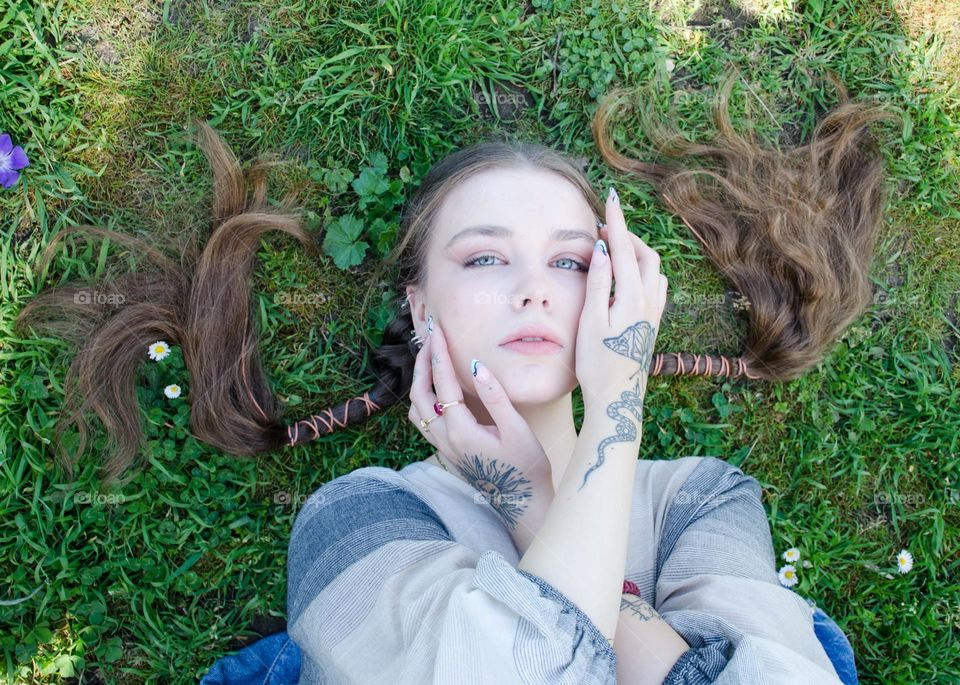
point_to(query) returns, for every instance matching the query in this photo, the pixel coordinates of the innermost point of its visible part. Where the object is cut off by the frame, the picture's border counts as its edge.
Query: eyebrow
(561, 234)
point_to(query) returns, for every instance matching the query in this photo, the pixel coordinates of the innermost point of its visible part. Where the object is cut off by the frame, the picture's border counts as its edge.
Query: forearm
(581, 547)
(647, 647)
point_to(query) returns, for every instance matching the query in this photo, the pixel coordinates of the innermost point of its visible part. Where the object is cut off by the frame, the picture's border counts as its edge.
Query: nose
(533, 288)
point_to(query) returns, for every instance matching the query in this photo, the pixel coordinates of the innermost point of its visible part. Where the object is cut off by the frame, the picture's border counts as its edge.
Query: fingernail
(600, 251)
(480, 372)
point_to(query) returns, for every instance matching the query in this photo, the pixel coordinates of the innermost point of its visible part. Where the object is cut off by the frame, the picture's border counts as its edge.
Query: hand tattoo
(636, 343)
(503, 487)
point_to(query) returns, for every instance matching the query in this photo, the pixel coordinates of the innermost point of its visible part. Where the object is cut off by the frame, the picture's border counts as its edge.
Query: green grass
(858, 459)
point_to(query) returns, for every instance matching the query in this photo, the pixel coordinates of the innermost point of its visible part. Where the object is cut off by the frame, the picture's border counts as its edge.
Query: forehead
(522, 199)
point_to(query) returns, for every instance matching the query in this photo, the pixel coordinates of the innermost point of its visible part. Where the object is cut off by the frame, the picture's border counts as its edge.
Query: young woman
(521, 550)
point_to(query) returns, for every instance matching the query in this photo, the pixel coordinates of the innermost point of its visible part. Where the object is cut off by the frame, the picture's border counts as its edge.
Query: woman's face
(525, 276)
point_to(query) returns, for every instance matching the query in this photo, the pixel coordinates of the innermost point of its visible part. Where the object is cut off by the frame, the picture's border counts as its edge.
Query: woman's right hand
(505, 463)
(616, 335)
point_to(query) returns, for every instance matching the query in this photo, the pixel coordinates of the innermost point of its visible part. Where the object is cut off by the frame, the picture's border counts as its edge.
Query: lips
(532, 331)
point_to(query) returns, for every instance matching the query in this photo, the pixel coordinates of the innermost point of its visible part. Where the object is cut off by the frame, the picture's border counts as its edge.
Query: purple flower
(11, 159)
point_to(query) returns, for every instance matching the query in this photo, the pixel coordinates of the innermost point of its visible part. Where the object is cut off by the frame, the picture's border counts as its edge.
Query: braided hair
(793, 230)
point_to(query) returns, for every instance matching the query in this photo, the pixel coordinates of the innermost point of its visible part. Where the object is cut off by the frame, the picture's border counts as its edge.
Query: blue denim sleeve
(717, 586)
(371, 564)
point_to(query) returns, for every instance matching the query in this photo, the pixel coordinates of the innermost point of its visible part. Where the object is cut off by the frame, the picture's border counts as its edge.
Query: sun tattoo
(503, 487)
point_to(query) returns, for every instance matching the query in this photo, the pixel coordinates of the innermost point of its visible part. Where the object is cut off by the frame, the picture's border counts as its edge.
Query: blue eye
(473, 262)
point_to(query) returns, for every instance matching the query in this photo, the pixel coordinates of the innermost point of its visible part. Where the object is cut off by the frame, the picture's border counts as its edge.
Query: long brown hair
(792, 230)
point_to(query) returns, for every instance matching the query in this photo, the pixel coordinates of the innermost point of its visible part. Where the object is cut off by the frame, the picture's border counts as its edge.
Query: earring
(416, 339)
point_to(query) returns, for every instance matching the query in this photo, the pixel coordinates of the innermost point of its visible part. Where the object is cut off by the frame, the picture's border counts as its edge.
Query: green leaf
(342, 244)
(378, 161)
(371, 182)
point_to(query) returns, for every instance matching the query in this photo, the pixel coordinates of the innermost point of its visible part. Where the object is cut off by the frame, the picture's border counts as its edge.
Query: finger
(447, 386)
(599, 278)
(648, 259)
(625, 268)
(421, 389)
(494, 398)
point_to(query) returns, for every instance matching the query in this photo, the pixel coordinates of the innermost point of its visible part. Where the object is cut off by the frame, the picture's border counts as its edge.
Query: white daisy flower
(788, 575)
(159, 350)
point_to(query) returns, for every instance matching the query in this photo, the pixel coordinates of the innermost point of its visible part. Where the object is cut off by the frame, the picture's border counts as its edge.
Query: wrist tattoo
(637, 607)
(636, 343)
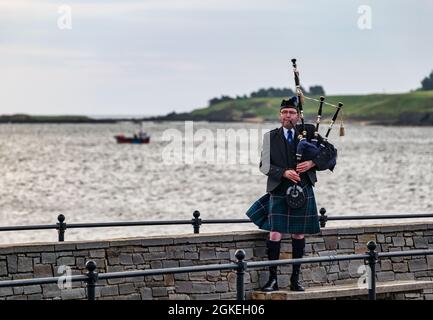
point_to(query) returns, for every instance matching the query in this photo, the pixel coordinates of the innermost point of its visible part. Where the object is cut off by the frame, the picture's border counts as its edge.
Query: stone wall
(43, 260)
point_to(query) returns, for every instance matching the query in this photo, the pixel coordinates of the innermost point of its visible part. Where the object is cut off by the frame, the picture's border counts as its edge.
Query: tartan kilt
(271, 213)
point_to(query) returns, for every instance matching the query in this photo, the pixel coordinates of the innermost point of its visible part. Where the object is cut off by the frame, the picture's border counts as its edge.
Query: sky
(154, 57)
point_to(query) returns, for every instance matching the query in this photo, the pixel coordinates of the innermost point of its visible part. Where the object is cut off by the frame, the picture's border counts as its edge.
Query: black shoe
(295, 285)
(273, 254)
(271, 285)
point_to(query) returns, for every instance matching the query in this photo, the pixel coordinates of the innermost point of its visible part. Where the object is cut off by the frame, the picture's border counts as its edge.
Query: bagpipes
(323, 153)
(318, 147)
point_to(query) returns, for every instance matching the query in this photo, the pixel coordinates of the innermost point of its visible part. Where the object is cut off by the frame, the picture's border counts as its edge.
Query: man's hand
(292, 175)
(305, 166)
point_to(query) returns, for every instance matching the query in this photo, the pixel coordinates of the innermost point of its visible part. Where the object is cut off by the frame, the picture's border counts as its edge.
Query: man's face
(288, 115)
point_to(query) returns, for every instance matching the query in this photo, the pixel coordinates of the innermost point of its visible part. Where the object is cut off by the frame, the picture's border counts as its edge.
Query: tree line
(427, 82)
(270, 93)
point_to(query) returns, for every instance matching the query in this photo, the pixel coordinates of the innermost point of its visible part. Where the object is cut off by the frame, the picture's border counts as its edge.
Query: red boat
(135, 139)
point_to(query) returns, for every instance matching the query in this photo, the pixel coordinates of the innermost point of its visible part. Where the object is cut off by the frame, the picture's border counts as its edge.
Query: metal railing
(61, 226)
(371, 257)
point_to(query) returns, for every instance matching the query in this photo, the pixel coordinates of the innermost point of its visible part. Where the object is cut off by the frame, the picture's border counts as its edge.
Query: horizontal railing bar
(152, 272)
(31, 227)
(212, 267)
(123, 224)
(306, 260)
(210, 221)
(204, 221)
(378, 216)
(410, 253)
(35, 281)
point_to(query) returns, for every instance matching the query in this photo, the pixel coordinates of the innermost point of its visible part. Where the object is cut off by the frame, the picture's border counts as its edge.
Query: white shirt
(286, 133)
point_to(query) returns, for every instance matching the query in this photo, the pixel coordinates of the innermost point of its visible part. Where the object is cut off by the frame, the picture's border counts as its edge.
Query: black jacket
(277, 156)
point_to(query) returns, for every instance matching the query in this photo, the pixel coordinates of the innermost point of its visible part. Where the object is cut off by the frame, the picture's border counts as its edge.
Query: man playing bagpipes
(290, 157)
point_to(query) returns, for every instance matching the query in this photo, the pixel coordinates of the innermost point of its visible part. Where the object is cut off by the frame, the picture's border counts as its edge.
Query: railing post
(61, 227)
(240, 273)
(92, 278)
(323, 217)
(196, 221)
(372, 260)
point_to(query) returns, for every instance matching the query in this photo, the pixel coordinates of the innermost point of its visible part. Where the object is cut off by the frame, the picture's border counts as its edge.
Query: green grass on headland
(383, 108)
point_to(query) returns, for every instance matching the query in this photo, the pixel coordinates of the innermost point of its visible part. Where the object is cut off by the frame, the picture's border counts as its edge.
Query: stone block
(25, 264)
(12, 261)
(398, 241)
(345, 244)
(42, 271)
(418, 265)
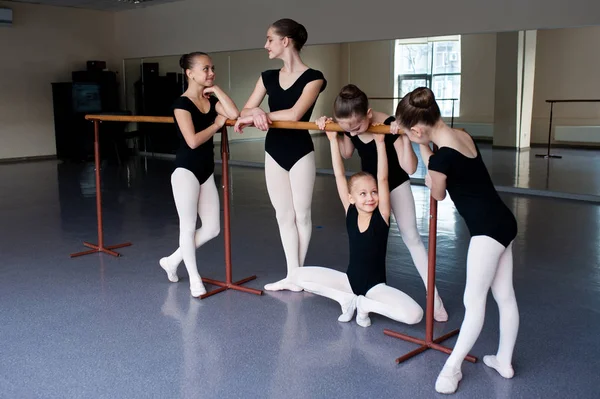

_REQUIRED TASK:_ Pick out every line of the listing that contains the word "flower", matching its capitalization exactly.

_TASK RESPONSE:_
Query: purple flower
Query: white daisy flower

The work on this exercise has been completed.